Monday, 01/02/2012 11:03:16 AM

Monday, January 02, 2012 11:03:16 AM

Post# of 116986
From the linked info it is a reasonable assumption that Brilliant Digital was given most of the remaining Authorized Shares to be converted into Outstanding Shares to remedy the defaults. It is unknown whether the assignment of the remaining A/S is a temporary or a permanent solution to the $5+ million indebtedness.

On the logical presumption that Brilliant would gain more from a higher share price to recover ALL of their money (EXAMPLE 90 million shares X a PPS of approximately .06 cents would have paid them off in full) there had to be other tangible benefits from flooding the market with dozens of millions of shares which would obviously depress the share price.

From the S-3/A Brilliant Digital and any other selling stockholders were legally allowed to short any amount of shares they wanted. **** SIDENOTE: There are NO Fail To Delivers and there will be NO short squeeze because Atrinsic has pledged the entire remaining A/S to Brilliant. As one share is shorted it is immediately delivered to Brillant.

An out-on-a-limb theory: It makes no monetary sense for Brilliant to simply short 90 million ATRN shares for a possible $1 million if the company were to fail. They would forfeit their remaining ~$4.5 million owed to them if Atrinsic fails.....ie, pennies on the dollar if Atrinsic were forced to cease operations or declare BK. Brilliant may be greedy but they aren't stupid or careless.

It does make sense for Brilliant to short half of their ~90 million ATRN shares and save the other half for any possible run-up on ATRN shares. Should Atrinsic meet their December 31st first of six instalments to Brilliant the market would consider that material event as profoundly positive and ATRN's PPS would rise on that material event.
= = = = = = =
Prompt a>
Output the records unchanged, from the line containing "grilled corn slice" through the end of the records, inclusive.
The forum post above and the records that come next have no connection to each other.

Labeled-object pointing entries
= = = = = = =
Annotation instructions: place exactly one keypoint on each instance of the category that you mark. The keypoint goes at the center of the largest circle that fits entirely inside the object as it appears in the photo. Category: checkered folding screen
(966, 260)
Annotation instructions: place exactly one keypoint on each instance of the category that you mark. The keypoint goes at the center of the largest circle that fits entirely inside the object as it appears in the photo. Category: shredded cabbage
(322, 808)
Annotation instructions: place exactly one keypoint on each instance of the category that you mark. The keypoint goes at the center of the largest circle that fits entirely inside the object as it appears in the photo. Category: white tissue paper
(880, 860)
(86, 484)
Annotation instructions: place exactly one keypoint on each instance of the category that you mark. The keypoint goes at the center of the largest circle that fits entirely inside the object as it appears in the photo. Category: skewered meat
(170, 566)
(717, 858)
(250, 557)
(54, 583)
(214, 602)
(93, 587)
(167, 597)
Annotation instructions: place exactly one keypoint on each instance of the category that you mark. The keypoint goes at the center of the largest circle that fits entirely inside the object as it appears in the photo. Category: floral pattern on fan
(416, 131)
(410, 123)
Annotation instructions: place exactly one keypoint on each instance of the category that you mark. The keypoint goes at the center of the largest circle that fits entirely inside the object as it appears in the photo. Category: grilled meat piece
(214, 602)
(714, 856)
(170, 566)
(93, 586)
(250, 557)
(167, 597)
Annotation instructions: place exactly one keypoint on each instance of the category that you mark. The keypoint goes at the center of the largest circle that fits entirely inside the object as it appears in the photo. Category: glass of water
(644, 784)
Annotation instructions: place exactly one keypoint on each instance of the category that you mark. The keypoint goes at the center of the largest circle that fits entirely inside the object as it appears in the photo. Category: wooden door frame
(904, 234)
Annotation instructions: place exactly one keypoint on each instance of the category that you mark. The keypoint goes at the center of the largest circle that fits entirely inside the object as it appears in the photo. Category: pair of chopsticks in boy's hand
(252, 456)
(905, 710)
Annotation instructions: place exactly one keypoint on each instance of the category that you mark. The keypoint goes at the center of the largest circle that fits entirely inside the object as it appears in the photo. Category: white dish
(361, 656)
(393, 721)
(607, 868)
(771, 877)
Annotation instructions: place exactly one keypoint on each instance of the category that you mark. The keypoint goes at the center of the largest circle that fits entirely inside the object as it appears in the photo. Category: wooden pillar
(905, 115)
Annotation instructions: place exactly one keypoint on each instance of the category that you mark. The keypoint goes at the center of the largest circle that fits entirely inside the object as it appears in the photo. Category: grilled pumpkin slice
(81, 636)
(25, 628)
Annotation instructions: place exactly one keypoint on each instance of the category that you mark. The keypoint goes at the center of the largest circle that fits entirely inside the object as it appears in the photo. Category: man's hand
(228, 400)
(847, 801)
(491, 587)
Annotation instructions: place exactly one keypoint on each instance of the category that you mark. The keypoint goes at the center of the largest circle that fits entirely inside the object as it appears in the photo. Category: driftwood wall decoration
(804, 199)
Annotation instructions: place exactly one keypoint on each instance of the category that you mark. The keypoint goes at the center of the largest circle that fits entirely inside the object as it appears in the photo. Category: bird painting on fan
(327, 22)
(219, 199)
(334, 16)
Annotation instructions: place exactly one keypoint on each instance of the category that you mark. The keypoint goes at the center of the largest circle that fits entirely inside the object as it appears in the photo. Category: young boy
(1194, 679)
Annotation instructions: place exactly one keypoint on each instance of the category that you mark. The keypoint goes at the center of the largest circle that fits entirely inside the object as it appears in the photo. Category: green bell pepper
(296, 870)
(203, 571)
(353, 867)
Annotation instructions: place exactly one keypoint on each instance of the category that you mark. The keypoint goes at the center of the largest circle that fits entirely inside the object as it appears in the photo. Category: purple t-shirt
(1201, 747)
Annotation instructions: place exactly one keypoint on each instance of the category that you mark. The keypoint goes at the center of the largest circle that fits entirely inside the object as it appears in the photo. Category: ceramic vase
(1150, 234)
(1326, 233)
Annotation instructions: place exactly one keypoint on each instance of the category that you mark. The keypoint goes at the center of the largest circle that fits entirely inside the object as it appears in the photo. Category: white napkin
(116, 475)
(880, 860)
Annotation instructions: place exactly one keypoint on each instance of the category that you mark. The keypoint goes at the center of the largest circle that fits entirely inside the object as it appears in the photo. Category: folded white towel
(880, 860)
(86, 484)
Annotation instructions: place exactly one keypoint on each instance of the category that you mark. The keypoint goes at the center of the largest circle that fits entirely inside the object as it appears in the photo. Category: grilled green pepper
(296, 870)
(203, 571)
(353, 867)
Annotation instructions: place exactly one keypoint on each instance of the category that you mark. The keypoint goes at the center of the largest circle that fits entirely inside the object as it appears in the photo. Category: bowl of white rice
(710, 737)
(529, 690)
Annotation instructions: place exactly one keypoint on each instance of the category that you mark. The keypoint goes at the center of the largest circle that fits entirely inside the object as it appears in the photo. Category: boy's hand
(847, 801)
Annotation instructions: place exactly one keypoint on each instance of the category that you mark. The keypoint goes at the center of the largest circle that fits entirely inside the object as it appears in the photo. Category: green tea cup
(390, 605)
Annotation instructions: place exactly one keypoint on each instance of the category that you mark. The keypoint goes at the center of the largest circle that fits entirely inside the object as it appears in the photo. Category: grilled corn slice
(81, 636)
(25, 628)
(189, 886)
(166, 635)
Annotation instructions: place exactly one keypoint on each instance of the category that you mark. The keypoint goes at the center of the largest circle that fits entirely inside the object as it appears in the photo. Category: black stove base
= = = = = = =
Prompt b>
Answer these questions about the forum post on Brilliant Digital and Atrinsic shares:
(i) Which filing does the post say legally allowed Brilliant Digital and other selling stockholders to short shares?
(ii) How much does the post say Brilliant would forfeit if Atrinsic fails?
(iii) On what date is Atrinsic's first of six installments to Brilliant due?

Reply a>
Annotation instructions: place exactly one keypoint on each instance of the category that you mark. The keypoint goes at the center of the largest circle that fits entirely inside the object as it appears in the photo. Category: grilled corn slice
(81, 636)
(25, 628)
(189, 886)
(166, 635)
Annotation instructions: place exactly one keypoint on each instance of the category that you mark. The keypoint goes at the center of the largest circle that fits entirely inside the object as it appears in the photo. Category: black stove base

Reply b>
(i) The S-3/A.
(ii) The remaining ~$4.5 million owed to Brilliant.
(iii) December 31st.